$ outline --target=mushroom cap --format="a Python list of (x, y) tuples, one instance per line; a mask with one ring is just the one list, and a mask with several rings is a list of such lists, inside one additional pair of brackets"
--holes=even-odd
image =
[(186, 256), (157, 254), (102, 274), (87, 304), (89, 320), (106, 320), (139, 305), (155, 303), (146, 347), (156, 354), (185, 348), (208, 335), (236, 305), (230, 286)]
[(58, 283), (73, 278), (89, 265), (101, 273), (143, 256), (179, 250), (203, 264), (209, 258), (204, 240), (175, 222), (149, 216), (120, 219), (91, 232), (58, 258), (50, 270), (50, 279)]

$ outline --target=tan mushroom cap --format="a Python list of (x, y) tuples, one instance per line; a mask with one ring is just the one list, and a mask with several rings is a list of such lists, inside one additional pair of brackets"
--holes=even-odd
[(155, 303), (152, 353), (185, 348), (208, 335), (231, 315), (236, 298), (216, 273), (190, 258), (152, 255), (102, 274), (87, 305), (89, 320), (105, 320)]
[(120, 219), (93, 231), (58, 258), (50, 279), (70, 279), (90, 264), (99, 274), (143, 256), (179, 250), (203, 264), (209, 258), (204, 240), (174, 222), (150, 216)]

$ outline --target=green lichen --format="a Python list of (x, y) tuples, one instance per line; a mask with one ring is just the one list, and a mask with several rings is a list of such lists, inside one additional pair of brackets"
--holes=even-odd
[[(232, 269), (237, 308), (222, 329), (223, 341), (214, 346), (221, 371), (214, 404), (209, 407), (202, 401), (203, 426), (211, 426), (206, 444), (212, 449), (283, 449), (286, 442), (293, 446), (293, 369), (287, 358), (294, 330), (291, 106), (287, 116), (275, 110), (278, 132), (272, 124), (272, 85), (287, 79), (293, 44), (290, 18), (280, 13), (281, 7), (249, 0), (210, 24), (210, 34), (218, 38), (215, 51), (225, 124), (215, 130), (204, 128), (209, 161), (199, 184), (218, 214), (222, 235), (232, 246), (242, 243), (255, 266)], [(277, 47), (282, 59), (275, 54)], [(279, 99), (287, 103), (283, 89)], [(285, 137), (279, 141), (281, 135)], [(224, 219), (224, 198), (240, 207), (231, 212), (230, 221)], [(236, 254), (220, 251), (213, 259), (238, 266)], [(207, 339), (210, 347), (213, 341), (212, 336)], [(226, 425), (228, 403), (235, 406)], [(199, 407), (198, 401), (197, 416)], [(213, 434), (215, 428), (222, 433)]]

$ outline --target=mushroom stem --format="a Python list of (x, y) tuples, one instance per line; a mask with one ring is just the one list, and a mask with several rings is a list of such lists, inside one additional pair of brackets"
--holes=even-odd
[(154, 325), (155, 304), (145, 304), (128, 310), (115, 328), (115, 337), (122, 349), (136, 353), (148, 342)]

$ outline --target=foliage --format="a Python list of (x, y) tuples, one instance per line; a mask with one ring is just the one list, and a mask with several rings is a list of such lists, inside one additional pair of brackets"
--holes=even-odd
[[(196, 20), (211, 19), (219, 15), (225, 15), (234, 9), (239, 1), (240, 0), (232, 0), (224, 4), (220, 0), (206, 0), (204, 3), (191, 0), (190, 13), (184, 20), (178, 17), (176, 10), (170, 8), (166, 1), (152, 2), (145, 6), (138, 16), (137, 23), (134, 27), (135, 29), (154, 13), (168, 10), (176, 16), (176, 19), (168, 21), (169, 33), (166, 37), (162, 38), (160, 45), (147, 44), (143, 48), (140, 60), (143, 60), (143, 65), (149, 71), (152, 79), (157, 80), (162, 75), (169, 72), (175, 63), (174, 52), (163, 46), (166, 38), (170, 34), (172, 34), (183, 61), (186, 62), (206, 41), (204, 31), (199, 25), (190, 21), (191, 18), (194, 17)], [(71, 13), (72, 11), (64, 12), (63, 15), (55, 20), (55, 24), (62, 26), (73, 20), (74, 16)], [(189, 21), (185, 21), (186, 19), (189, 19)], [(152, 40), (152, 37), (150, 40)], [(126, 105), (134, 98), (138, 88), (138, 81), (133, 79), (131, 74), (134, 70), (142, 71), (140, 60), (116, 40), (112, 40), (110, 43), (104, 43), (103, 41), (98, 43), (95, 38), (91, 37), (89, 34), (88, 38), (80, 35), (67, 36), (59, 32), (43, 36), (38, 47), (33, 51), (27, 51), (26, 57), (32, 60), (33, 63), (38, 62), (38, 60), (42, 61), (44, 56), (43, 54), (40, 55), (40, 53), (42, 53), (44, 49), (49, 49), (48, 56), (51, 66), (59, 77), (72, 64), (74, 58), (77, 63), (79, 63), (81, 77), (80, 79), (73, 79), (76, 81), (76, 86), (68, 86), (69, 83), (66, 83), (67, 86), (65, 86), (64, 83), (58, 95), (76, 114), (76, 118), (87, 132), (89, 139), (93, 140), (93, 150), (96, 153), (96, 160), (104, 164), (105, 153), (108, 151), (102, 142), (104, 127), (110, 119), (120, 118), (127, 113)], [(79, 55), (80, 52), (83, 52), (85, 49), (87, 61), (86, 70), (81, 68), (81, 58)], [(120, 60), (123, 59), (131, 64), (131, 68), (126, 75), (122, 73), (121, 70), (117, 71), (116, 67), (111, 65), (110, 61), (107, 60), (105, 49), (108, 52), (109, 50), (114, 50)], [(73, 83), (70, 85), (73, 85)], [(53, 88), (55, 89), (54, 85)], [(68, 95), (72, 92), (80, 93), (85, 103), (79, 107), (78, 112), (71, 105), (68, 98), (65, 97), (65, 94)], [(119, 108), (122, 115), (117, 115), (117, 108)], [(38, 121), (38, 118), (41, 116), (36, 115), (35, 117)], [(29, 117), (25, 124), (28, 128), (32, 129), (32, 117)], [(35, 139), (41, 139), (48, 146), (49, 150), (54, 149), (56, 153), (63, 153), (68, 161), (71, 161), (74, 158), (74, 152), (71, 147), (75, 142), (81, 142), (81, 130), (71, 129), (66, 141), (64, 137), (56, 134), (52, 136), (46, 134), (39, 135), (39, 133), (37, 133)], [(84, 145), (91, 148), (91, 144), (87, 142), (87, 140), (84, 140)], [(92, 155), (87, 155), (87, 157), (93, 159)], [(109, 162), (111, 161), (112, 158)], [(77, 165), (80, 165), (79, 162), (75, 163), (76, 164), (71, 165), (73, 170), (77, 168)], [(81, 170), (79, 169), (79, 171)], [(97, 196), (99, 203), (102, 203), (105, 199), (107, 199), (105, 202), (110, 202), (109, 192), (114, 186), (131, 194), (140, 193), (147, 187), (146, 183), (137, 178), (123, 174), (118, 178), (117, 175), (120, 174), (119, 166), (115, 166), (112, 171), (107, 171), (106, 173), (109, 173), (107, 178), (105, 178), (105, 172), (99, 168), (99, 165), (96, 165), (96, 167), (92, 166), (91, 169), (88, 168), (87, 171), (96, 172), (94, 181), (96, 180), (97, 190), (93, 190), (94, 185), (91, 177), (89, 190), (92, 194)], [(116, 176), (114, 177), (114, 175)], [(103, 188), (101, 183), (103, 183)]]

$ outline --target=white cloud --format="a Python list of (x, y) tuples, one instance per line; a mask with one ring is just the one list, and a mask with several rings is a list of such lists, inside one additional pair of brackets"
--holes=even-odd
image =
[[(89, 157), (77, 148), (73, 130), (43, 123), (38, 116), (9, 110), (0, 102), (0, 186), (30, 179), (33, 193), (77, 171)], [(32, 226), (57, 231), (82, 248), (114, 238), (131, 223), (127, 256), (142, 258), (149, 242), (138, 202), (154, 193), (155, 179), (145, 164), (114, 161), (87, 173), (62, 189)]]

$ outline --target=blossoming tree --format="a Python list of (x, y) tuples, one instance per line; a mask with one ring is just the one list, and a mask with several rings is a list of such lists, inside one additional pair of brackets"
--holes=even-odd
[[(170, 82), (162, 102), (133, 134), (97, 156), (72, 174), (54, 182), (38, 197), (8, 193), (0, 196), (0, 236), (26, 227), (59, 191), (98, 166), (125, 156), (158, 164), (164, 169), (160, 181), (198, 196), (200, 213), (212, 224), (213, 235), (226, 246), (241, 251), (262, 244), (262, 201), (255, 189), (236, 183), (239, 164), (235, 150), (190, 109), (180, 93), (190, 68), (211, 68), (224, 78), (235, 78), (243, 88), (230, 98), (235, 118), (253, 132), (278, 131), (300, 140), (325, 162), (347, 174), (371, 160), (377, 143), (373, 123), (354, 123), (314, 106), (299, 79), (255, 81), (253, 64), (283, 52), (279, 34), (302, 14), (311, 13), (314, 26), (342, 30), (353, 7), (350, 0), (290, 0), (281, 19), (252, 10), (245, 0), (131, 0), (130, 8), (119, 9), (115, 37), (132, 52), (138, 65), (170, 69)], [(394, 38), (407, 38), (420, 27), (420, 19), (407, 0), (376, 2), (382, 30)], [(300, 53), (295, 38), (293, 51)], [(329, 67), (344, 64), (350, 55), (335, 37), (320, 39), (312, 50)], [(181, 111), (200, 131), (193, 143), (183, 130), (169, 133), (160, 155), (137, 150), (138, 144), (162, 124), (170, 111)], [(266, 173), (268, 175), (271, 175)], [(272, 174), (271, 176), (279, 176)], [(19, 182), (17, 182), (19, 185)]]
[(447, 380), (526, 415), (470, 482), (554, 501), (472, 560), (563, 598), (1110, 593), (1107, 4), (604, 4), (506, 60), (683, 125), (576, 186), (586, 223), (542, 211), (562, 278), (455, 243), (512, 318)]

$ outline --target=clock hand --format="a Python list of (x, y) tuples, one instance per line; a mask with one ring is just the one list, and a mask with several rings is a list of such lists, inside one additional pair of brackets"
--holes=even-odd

▬▬▬▬▬▬▬▬▬▬

Copy the lines from the one containing "outline --target=mushroom stem" up to and including the one containing "353), (148, 342)]", swapping "mushroom stem" for "fungus stalk" and keeping everything else the same.

### Solved exercise
$ outline --target=fungus stalk --format="a Python list of (x, y) tuples, one instance per line; a mask with one ring is just the one list, and a mask with several rings is a list of such lists, inside one additional pair of brackets"
--holes=even-odd
[(154, 325), (155, 304), (145, 304), (128, 310), (115, 328), (115, 337), (122, 349), (136, 353), (148, 342)]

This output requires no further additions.